WHAT THE TASK ASKS> Will you extract the entries word for word? Images should not appear in the copy.

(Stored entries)
================================

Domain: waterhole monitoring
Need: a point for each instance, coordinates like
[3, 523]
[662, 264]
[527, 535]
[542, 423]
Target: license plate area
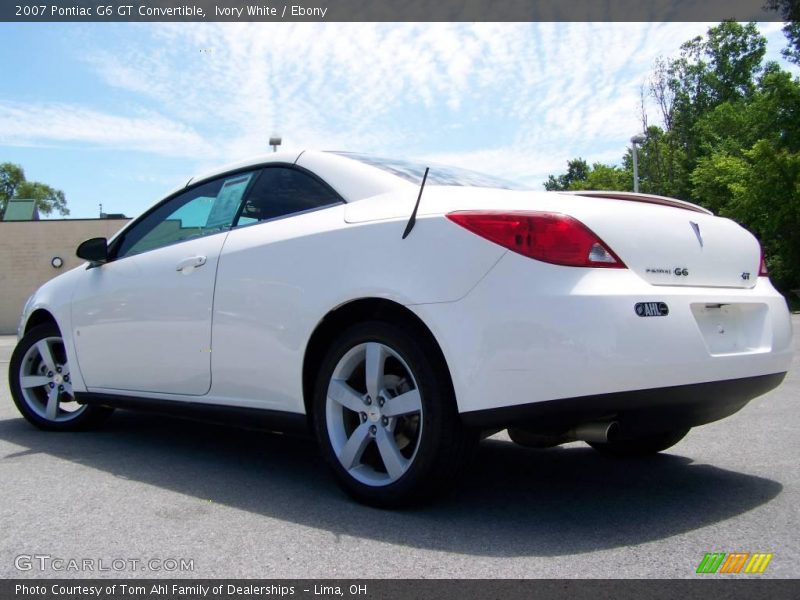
[738, 328]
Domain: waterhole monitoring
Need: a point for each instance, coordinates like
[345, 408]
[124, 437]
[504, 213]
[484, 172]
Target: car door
[142, 321]
[259, 314]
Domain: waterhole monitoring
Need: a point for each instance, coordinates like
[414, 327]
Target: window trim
[256, 169]
[293, 167]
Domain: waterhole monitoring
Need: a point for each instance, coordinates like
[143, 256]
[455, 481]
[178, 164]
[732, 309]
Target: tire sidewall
[88, 417]
[437, 402]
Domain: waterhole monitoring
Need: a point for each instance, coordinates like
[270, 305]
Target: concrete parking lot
[249, 504]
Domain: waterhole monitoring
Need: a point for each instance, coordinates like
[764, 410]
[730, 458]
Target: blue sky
[120, 114]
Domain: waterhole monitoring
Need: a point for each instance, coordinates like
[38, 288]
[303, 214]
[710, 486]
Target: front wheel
[386, 419]
[640, 446]
[41, 385]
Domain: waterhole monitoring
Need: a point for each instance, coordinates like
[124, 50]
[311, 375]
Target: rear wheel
[640, 446]
[386, 419]
[41, 384]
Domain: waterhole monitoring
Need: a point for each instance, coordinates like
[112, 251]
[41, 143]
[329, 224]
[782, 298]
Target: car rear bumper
[640, 411]
[532, 333]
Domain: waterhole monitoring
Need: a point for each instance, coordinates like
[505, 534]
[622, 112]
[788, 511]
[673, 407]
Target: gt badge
[652, 309]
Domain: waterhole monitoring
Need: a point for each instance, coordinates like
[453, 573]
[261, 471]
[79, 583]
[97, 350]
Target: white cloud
[518, 99]
[60, 123]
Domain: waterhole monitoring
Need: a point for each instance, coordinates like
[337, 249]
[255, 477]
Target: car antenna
[413, 218]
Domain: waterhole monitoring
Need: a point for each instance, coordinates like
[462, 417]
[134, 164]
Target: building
[33, 251]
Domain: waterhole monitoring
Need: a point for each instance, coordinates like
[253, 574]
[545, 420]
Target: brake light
[549, 237]
[762, 267]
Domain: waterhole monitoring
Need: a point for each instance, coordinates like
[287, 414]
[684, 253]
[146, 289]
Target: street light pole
[639, 138]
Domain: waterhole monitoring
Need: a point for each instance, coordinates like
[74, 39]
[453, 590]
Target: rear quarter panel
[277, 280]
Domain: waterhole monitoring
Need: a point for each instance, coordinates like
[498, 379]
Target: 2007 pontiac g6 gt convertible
[400, 313]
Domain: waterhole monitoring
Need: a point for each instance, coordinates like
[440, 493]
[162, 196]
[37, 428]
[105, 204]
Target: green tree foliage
[14, 185]
[577, 171]
[729, 139]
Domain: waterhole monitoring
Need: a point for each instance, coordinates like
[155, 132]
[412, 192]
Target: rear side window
[280, 191]
[204, 210]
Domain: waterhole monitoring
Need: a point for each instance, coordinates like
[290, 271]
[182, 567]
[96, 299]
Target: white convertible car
[401, 313]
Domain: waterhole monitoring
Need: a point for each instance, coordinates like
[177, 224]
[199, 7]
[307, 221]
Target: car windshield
[438, 174]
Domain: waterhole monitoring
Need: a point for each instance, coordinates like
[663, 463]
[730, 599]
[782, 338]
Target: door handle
[187, 265]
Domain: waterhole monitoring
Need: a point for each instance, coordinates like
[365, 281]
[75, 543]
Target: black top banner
[396, 589]
[385, 10]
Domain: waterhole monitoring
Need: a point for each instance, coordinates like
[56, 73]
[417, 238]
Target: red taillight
[549, 237]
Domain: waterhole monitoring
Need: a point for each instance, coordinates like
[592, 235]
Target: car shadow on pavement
[515, 502]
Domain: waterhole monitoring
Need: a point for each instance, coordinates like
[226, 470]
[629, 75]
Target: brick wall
[26, 249]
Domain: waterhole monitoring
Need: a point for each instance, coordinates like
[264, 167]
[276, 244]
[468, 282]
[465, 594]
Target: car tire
[39, 380]
[408, 444]
[640, 446]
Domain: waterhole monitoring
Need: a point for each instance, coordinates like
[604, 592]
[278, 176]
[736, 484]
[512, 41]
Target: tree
[580, 176]
[577, 170]
[729, 140]
[14, 185]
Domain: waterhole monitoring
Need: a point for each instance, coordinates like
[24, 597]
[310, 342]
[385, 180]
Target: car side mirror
[94, 250]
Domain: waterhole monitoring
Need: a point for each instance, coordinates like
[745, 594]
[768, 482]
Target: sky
[122, 113]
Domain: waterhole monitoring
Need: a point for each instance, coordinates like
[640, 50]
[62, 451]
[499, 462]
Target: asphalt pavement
[150, 496]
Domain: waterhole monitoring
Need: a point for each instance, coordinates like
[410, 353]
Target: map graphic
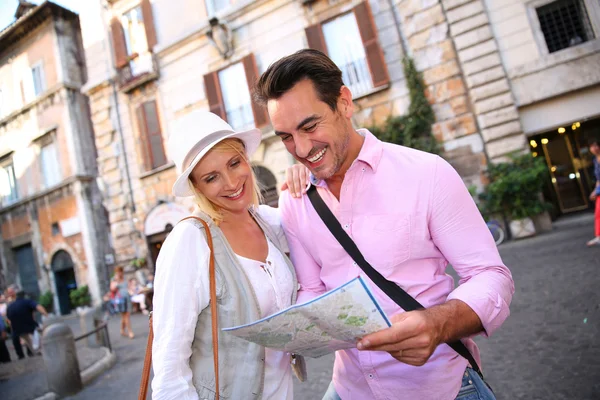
[335, 320]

================================

FULL OUTPUT>
Domain: waterhole monitoring
Need: a point for each instance, coordinates like
[3, 523]
[662, 264]
[527, 535]
[542, 423]
Target: license plate area
[738, 328]
Domain: waterhole monitoring
Need: a point for each instance, coordinates like
[345, 408]
[124, 437]
[504, 213]
[484, 172]
Target: car door
[142, 321]
[259, 314]
Domain: waterhole monitoring
Need: a point for each instance, coordinates like
[414, 327]
Target: window trim
[256, 169]
[293, 167]
Domain: waterhole monitoring
Need: a point for each instance, coordinates like
[143, 256]
[455, 481]
[178, 164]
[732, 309]
Target: tire sidewall
[88, 417]
[437, 402]
Domain: waterhole monitoring
Need: a point for each instance, coordinates like
[270, 305]
Target: concrete parking lot
[249, 504]
Domain: waterhole monitoring
Need: a point for each instance, coordinates like
[764, 410]
[730, 458]
Target: blue sky
[120, 114]
Domain: waterhole monitoring
Need: a point for each instance, coordinates like
[38, 288]
[303, 214]
[710, 486]
Target: front wheel
[386, 419]
[640, 446]
[41, 385]
Domain: waterhole monitoring
Need: a point for each instance, coordinates like
[124, 50]
[311, 375]
Target: rear wheel
[640, 446]
[386, 419]
[41, 384]
Domain: waterhole monitoring
Need: a point for each instance, coordinates like
[112, 251]
[41, 143]
[329, 224]
[782, 298]
Target: car rear bumper
[640, 411]
[532, 333]
Domain: waterhole monitoring
Need: a point for each instance, coordinates like
[505, 534]
[622, 112]
[788, 511]
[673, 407]
Target: gt badge
[652, 309]
Domain: waterhole monitoring
Need: a point for each instance, coordinates like
[453, 573]
[261, 471]
[79, 583]
[97, 350]
Target: white cloud
[518, 99]
[60, 123]
Domain: waterhole monitoring
Need: a point for each instance, coordinates like
[337, 249]
[255, 477]
Target: car antenna
[413, 218]
Domain: waterhole monitoring
Need: a point for each instance, coordinates like
[462, 417]
[134, 164]
Target: building
[33, 251]
Domain: waterhole monitoring
Need: a point for each instance, coordinates like
[253, 574]
[545, 420]
Target: brake light
[549, 237]
[762, 267]
Domain: waterhole monitoring
Need: a point for each instance, coordinates like
[287, 414]
[684, 253]
[146, 289]
Target: street light pole
[639, 138]
Domain: waterhole monitoring
Need: a point for each instance, coordinates like
[74, 39]
[453, 590]
Target: rear quarter panel
[277, 280]
Domain: waterhole monitoring
Need: a point for each instance, coordinates like
[498, 379]
Target: 2007 pontiac g6 gt convertible
[400, 313]
Domain: waterhole monitoring
Need: a point for each instance, coordinates like
[440, 493]
[162, 196]
[37, 428]
[105, 204]
Target: green tree foliage
[14, 185]
[577, 171]
[729, 139]
Domain: waterhole monitoring
Need: a point for each instance, coordinates like
[155, 132]
[412, 192]
Target: rear side window
[280, 191]
[204, 210]
Domain: waterhole monitoring
Need: a point for each instance, coordinates like
[290, 271]
[182, 567]
[96, 299]
Target: white convertible car
[401, 313]
Domain: waterhole monitoring
Need: a point for each instance, coordinates like
[177, 224]
[199, 7]
[307, 221]
Target: car windshield
[438, 174]
Domain: waterhole monitoring
Need: a point for each instance, coordinates like
[663, 463]
[730, 599]
[782, 338]
Target: door handle
[187, 265]
Domain: waterhole monitoring
Need: a point for each instance, coordinates like
[365, 281]
[75, 543]
Target: black top banner
[396, 589]
[385, 10]
Domain: waterhole monitoring
Need: a point for each instance, coordinates like
[56, 73]
[417, 238]
Target: red taillight
[549, 237]
Domain: waterhole monitoring
Need: a point for each instance, coordinates like
[592, 235]
Target: car shadow on pavement
[515, 502]
Domain: waterhole monitoring
Need: a point for each instance, coordinates like
[226, 470]
[629, 75]
Target: brick wall
[26, 249]
Domain: waterhole monitoring
Need: a point for each instance, coordinates like
[264, 167]
[276, 244]
[468, 282]
[465, 594]
Target: car tire
[39, 380]
[408, 444]
[640, 446]
Domain: waterhole monitoring
Need: a point for each instance, coordinates like
[604, 592]
[278, 176]
[736, 484]
[512, 41]
Target: tree
[580, 176]
[577, 170]
[729, 140]
[14, 185]
Domain: waterhole monitoring
Need: a point for each instance, coordinates like
[24, 597]
[310, 342]
[385, 180]
Target: car side mirror
[94, 250]
Domain: waterhole monitoring
Need: a point for each instance, coordinates like
[745, 594]
[768, 482]
Target: sky
[122, 113]
Domain: waterhole monitoring
Need: a point for each instance, coordinates like
[640, 50]
[62, 451]
[499, 462]
Target: asphalt pavement
[150, 496]
Domain: waterhole monitoring
Need: a point for each instance, coordinates like
[410, 353]
Target: map graphic
[335, 320]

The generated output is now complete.